# WORK TO COMPLETE:
Arrange the stretch of the data from the line containing "Would you kindly point at the eyebrow" through the line containing "<point>201,126</point>" as a numbered list, leaving out any blank lines. Include only those lines.

# DATASET ROWS:
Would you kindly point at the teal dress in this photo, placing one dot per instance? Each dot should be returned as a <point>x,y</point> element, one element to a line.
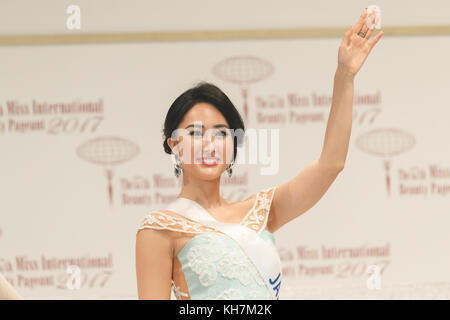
<point>214,265</point>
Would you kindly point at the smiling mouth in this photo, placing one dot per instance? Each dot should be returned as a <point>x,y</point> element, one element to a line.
<point>209,161</point>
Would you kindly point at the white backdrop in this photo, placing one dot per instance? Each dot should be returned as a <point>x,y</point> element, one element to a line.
<point>75,184</point>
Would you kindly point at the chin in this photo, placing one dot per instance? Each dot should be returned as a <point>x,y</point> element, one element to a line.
<point>209,173</point>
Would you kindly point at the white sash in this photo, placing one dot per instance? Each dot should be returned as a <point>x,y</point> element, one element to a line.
<point>263,255</point>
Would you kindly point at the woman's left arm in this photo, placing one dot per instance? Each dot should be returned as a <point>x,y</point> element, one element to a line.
<point>296,196</point>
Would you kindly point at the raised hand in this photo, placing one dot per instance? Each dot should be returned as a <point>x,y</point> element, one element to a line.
<point>355,46</point>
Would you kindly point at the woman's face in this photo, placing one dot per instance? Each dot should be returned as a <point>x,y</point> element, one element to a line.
<point>205,144</point>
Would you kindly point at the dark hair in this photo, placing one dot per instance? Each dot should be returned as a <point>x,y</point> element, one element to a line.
<point>209,93</point>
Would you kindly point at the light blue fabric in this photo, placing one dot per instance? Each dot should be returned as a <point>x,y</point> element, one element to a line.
<point>215,267</point>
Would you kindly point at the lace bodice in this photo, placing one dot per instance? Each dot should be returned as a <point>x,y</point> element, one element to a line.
<point>210,264</point>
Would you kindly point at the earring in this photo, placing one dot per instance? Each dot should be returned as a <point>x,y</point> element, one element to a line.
<point>230,170</point>
<point>177,163</point>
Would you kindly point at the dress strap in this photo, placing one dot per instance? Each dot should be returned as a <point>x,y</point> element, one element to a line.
<point>163,221</point>
<point>256,218</point>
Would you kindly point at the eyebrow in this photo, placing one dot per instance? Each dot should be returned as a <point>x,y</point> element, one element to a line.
<point>201,126</point>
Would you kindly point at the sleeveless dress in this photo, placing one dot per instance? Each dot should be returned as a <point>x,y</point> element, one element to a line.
<point>211,265</point>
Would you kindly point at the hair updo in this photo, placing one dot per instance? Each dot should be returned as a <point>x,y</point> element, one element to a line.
<point>203,92</point>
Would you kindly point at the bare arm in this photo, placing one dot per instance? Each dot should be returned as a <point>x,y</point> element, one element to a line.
<point>153,264</point>
<point>293,198</point>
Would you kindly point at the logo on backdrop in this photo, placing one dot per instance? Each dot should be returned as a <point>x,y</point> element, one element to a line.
<point>386,143</point>
<point>243,70</point>
<point>108,152</point>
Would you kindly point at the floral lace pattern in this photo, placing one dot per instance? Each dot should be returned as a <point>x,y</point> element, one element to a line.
<point>256,219</point>
<point>214,264</point>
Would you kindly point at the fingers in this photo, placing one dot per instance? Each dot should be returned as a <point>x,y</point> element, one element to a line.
<point>360,21</point>
<point>371,22</point>
<point>348,36</point>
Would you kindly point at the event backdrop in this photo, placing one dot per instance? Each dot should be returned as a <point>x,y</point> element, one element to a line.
<point>82,160</point>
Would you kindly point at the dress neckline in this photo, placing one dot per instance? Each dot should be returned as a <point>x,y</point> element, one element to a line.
<point>243,219</point>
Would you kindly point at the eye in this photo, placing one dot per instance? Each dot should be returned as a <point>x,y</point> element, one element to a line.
<point>221,133</point>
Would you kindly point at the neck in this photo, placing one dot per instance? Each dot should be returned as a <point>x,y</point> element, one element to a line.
<point>205,193</point>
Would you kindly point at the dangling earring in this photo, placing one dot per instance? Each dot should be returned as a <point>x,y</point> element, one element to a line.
<point>230,170</point>
<point>177,163</point>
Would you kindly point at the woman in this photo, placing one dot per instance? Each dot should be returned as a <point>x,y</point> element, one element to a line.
<point>211,259</point>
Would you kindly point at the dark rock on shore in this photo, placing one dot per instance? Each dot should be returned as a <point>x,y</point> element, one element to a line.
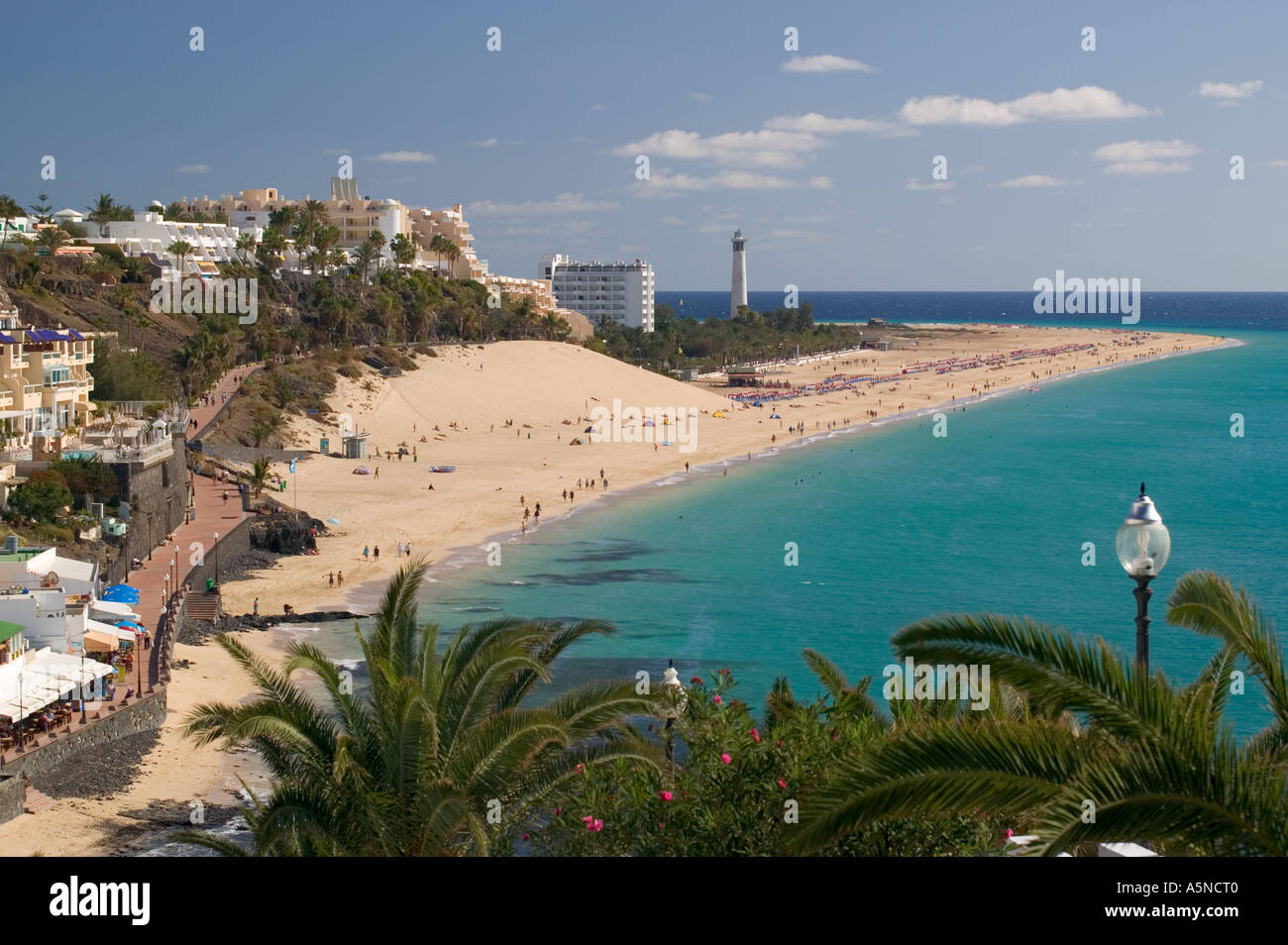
<point>286,533</point>
<point>197,631</point>
<point>98,772</point>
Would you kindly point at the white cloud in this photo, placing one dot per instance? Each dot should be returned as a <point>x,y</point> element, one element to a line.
<point>665,184</point>
<point>1086,102</point>
<point>563,204</point>
<point>1232,90</point>
<point>1145,158</point>
<point>1034,180</point>
<point>403,158</point>
<point>764,149</point>
<point>917,184</point>
<point>825,63</point>
<point>812,123</point>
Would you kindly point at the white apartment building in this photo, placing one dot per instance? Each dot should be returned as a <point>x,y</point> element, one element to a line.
<point>150,233</point>
<point>619,291</point>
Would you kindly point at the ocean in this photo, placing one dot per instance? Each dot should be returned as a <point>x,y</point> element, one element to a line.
<point>893,524</point>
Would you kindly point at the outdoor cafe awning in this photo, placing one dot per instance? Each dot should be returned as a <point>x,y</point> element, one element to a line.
<point>115,608</point>
<point>106,630</point>
<point>48,679</point>
<point>102,641</point>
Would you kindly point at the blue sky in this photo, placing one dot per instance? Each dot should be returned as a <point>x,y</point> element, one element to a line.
<point>822,156</point>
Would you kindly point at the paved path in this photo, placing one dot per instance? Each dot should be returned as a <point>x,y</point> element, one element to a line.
<point>175,558</point>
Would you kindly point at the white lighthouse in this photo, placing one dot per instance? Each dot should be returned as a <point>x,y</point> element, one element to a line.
<point>738,290</point>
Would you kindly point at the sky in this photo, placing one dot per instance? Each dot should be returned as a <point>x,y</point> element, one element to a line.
<point>1106,162</point>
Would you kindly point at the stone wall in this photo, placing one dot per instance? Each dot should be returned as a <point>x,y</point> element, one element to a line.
<point>13,795</point>
<point>232,546</point>
<point>143,714</point>
<point>146,488</point>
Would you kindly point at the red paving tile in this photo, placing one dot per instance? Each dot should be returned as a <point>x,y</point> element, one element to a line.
<point>211,515</point>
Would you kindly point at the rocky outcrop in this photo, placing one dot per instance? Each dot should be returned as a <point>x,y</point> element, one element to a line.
<point>286,533</point>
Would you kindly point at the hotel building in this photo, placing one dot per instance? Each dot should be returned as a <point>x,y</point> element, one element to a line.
<point>619,291</point>
<point>150,233</point>
<point>44,380</point>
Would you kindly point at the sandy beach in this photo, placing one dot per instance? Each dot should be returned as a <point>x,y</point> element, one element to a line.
<point>175,774</point>
<point>454,411</point>
<point>505,415</point>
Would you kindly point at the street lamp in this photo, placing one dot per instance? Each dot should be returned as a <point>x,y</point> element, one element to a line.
<point>675,700</point>
<point>1142,546</point>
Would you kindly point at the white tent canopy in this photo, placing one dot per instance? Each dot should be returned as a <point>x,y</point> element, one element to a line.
<point>120,632</point>
<point>47,678</point>
<point>111,606</point>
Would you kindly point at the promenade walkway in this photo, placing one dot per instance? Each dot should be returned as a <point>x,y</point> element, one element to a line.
<point>211,514</point>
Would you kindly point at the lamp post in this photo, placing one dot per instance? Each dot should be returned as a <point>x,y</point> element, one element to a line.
<point>1142,546</point>
<point>675,700</point>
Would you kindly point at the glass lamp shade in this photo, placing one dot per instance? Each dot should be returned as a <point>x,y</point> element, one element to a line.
<point>1142,548</point>
<point>678,698</point>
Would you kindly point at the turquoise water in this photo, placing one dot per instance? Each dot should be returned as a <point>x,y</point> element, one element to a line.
<point>894,524</point>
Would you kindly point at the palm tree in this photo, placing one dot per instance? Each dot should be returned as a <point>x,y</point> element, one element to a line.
<point>441,739</point>
<point>181,249</point>
<point>9,209</point>
<point>102,267</point>
<point>1158,763</point>
<point>454,253</point>
<point>248,245</point>
<point>51,239</point>
<point>42,210</point>
<point>365,257</point>
<point>436,246</point>
<point>103,210</point>
<point>304,232</point>
<point>270,249</point>
<point>403,250</point>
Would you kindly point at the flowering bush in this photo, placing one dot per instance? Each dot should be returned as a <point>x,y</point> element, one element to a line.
<point>735,788</point>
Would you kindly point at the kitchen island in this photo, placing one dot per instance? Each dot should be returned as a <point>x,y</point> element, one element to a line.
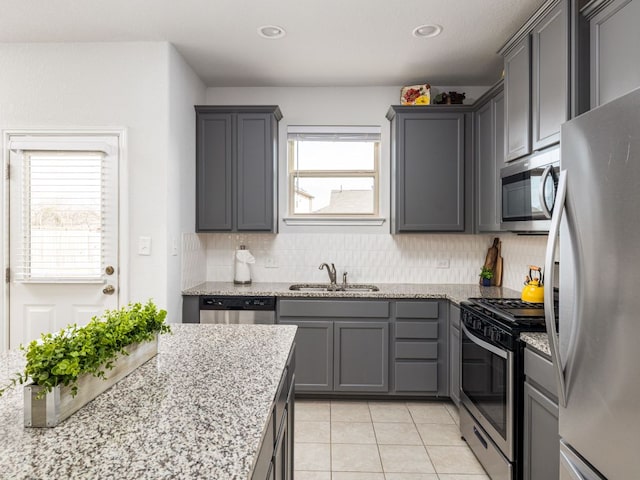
<point>199,409</point>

# THE COMPLETED TASK:
1. Would you kindly point at the eyebrow in this photo, placing one dot per instance? Each dot should be returned as a <point>x,y</point> element, one element to a line.
2. <point>201,126</point>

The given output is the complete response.